◆ Textauszug
-*-*-
In naher Zukunft beherrscht "die Krankheit" das Leben in Deutschland. Wenige Menschen sind unterwegs, Kontakte sind unerwünscht. Da trifft es sich gut, dass ausgerechnet Reisereporter Bodo von Unruh und Studentin Julias Bacharach immun gegen die Krankheit sind. In einer Hotelbar lernen sich der ältere von Unruh und die quirlige Julia kennen. Er ist nicht ihr Typ, zu alt, macht optisch wenig her. Doch am Ende siegt die Neugier auf einen neuen Menschen und die beiden treffen sich häufiger, wenn auch nicht oft, denn der Reporter ist überall auf der Welt unterwegs, um neue Reiseberichte für ein Hochglanzmagazin zu schreiben.

Hannes Stein hat ein Szenario entworfen, das gerade jetzt hoch aktuell ist. Obwohl er versichert, den Roman vor Ausbruch der Corona Pandemie geschrieben zu haben, sind doch viele Parallelen zu entdecken. Seine beiden Hauptprotagonisten könnten unterschiedlicher nicht sein, ein Weltenbummler und Einzelgänger trifft auf eine junge Studentin, die nebenher als Taxifahrerin jobbt. Ihre Treffen sind nicht häufig, dienen aber als Rahmenhandlung des Romans, der eigentlich mehr als Kurzgeschichtensammlung gesehen werden kann.
-*-*-
◆ Angezeigte Informationen
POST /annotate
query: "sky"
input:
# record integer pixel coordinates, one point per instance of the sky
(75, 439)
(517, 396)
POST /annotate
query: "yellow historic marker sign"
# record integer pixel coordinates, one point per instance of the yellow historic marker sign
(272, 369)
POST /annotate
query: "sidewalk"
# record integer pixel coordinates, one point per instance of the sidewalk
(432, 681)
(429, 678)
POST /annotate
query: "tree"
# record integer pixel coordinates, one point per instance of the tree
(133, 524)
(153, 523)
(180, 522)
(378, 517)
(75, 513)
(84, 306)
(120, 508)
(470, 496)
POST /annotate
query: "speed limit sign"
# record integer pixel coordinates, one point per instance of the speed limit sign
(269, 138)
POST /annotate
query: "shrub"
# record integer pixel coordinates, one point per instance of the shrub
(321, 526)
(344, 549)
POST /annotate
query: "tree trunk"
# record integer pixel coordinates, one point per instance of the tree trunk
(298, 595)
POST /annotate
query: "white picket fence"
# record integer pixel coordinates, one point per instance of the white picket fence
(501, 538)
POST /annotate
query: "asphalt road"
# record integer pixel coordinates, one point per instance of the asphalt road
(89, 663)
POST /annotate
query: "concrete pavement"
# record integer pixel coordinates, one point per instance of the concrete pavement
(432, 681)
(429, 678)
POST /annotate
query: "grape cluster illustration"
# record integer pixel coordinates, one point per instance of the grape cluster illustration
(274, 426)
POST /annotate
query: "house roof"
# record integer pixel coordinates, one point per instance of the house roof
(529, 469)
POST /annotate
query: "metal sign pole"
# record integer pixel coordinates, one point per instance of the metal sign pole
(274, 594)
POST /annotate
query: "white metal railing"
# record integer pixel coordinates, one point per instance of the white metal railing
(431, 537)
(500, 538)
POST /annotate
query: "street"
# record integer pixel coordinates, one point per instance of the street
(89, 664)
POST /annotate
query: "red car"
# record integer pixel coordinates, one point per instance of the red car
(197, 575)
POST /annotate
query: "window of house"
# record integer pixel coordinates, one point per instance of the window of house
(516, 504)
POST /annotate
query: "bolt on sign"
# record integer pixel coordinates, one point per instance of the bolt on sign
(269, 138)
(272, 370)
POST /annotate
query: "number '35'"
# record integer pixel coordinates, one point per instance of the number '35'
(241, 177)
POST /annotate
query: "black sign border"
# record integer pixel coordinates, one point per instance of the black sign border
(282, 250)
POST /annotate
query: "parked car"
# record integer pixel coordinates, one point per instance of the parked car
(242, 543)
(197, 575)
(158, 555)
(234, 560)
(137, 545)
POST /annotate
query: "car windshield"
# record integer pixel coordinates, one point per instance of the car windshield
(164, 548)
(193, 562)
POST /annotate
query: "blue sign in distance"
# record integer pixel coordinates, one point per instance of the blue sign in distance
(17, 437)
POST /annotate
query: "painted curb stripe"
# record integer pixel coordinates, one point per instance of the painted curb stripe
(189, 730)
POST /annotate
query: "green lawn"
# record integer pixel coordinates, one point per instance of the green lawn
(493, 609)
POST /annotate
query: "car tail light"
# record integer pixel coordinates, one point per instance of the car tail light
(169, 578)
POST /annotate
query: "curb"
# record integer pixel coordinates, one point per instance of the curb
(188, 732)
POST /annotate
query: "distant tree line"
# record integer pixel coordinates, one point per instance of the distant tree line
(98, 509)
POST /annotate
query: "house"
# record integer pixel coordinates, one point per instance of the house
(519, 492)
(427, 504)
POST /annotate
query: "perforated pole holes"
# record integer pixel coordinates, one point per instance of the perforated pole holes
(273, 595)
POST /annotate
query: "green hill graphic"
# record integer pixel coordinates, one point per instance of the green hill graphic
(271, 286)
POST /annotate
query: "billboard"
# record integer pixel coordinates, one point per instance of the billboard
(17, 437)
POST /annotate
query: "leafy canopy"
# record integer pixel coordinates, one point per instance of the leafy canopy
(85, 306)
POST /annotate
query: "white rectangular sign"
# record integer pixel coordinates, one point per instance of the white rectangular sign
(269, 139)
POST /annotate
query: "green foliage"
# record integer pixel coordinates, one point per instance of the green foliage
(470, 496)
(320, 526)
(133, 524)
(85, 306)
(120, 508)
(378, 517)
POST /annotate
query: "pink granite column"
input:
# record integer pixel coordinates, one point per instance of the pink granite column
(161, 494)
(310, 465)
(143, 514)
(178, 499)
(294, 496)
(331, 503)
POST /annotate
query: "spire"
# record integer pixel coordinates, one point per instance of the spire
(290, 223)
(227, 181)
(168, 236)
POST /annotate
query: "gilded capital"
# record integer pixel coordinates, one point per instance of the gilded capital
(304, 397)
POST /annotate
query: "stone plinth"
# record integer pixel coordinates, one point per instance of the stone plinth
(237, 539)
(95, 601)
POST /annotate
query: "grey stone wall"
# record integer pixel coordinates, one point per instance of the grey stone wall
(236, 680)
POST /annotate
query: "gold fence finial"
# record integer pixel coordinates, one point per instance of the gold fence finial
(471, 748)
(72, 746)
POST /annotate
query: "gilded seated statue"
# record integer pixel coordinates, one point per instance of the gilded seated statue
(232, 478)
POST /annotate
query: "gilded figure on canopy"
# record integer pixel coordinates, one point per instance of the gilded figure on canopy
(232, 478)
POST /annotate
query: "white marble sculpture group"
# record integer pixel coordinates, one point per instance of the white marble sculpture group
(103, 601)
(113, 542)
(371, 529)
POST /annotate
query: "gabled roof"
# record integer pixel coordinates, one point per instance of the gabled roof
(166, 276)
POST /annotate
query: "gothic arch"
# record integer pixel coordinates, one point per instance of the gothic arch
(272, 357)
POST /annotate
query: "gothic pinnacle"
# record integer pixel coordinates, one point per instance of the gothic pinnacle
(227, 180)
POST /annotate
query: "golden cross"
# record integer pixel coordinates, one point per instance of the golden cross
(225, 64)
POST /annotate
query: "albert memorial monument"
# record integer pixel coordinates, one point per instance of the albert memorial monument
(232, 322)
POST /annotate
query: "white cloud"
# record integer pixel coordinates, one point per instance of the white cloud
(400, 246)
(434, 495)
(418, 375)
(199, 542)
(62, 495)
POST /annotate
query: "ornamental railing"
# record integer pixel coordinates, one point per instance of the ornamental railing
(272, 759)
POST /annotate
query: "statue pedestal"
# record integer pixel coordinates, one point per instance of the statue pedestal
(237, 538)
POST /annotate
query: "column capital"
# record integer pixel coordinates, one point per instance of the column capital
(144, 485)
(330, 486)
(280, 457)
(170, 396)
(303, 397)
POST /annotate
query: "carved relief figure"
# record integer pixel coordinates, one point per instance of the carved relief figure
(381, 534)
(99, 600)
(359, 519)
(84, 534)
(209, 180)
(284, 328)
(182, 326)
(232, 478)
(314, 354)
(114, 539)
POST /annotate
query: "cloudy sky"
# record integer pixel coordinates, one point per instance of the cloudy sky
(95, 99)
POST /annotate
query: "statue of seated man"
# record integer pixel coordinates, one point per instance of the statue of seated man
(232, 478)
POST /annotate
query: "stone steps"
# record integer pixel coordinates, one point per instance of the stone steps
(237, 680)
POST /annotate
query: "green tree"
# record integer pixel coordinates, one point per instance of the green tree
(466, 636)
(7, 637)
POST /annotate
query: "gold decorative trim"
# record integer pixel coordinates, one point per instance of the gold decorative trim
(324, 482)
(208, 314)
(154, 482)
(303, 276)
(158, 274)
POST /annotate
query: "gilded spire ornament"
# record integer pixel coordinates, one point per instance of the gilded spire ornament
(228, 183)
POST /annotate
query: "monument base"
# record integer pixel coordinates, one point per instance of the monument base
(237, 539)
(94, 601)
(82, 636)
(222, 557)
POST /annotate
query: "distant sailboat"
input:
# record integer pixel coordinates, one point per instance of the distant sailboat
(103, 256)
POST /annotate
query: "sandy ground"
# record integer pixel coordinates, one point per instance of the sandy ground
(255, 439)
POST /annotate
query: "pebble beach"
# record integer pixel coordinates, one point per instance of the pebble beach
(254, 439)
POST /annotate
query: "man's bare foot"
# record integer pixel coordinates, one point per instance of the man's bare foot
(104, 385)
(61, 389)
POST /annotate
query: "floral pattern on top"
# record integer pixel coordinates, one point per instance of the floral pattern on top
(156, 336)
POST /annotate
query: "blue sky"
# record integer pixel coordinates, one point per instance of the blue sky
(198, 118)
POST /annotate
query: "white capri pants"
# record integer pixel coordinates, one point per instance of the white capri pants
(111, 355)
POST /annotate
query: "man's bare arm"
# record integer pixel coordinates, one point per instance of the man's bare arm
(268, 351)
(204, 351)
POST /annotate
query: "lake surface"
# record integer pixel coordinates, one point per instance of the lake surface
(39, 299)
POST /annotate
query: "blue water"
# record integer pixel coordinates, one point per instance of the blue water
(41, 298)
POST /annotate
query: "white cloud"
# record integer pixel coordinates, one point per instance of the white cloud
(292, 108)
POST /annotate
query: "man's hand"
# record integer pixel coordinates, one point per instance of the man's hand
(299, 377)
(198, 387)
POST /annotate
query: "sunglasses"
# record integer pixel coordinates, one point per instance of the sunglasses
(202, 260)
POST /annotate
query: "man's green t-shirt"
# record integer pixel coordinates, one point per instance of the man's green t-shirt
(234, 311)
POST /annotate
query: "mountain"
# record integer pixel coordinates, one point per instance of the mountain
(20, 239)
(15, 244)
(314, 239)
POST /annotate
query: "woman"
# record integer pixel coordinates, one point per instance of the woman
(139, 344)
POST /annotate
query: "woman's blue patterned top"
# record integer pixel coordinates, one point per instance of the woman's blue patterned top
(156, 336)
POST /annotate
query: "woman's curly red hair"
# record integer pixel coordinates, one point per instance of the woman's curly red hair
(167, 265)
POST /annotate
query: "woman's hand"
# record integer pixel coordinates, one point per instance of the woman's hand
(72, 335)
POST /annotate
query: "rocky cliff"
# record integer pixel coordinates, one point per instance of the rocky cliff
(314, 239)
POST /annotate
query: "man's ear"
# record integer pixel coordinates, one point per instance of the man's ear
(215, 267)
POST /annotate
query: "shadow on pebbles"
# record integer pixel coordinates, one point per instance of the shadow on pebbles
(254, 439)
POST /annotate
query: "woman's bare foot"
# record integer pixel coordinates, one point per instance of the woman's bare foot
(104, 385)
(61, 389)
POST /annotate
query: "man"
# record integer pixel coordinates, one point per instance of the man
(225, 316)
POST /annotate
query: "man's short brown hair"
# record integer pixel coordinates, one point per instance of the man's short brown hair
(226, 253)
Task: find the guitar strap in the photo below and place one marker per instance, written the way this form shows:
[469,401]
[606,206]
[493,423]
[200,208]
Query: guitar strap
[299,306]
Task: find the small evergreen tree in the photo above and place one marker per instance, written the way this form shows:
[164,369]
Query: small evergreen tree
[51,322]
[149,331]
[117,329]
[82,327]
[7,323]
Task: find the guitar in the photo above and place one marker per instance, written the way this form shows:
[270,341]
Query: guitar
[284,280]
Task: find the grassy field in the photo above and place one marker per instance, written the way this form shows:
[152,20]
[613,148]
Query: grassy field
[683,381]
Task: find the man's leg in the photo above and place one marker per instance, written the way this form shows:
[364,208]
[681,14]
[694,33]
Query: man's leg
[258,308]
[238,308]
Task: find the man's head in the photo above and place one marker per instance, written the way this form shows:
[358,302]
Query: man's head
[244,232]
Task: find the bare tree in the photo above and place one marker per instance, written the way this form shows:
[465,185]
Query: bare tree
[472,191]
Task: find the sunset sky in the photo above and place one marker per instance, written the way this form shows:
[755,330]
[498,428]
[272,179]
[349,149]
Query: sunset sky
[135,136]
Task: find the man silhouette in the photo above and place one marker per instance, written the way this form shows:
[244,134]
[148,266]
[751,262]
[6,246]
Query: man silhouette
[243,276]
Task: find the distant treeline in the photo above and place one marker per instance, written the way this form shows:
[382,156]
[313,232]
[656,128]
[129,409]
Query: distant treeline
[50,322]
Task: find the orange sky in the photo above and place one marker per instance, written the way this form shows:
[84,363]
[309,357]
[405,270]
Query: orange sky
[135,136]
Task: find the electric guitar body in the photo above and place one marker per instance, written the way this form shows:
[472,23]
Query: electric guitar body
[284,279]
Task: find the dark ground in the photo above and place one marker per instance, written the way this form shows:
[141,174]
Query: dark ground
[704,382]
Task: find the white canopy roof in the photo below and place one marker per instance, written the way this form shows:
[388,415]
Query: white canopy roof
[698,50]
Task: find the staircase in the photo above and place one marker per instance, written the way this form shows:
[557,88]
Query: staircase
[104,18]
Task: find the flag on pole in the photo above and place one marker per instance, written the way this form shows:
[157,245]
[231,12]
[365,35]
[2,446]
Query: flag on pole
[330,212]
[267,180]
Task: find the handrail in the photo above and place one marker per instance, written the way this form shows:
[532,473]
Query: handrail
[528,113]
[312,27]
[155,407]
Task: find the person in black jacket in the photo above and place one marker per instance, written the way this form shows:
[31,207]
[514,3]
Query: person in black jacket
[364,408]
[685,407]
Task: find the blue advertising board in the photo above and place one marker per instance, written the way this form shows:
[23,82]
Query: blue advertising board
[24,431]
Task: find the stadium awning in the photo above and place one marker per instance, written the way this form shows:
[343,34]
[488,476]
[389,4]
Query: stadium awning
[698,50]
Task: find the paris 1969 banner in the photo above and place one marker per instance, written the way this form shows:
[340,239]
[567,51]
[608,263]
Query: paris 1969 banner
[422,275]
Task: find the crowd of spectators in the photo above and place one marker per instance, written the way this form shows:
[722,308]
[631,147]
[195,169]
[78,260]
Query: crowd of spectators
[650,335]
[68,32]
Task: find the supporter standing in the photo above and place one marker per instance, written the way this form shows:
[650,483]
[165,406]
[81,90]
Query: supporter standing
-*-*-
◆ Aufgabenstellung
[1] Womit verdient die Studentin Julia im Textauszug zum Roman von Hannes Stein nebenher Geld?
[2] Setze den Textauszug zum Roman von Hannes Stein nach seinem letzten Satz fort.
Das Material steht in keinem Zusammenhang mit dem Textauszug zum Roman von Hannes Stein.

◆ Lösungen
[1] Sie jobbt nebenher als Taxifahrerin.

[2]
Zusammen mit seinem Fotografen bereist der Reporter die ganze Welt und erlebt überdurchschnittlich Skurriles, Fantastisches und lernt unglaubliche Menschen kennen. Er spielt mit den Emotionen des Lesers, gibt Rätsel auf und legt den Finger auf gesellschaftliche Wunden.

Der Besuch eines nur durch Einladung und einer horrenden Summe als Eintritt zu erreichenden Restaurants ist so ein Beispiel. Narkotisiert, um den Ort des Geschehens nicht wiederzufinden, erreicht der Gast eine Lagerhalle statt eines Nobelrestaurants. Die Menüfolge ist festgelegt und lautet wie folgt:
"Mehlwurmcocktail im Buffelgras, Aalsuppe mit tausendjahrigen Ei, Lauwarme Vogelnest mit Catsup, Fliegenpilsrisotto mit Hakarl, Kandierte Dachsohren, Eskimo Eiskrem, Funferlei von Langschwein, Achtschatze Reispudding"

Nichts, bei dem einem das Wasser im Mund zusammenlaufen würde, aber ein Gang hat es tatsächlich mehr als alle anderen in sich. Nicht gerade mein Lieblingsreisebericht.

Selbst die kleine Liebesgeschichte nimmt am Ende eine überraschende Wendung, mit der ich so nicht gerechnet habe. Desto näher sich die beiden Liebenden kommen, um so offensichtlicher wird es, dass Bodo etwas zu verbergen hat.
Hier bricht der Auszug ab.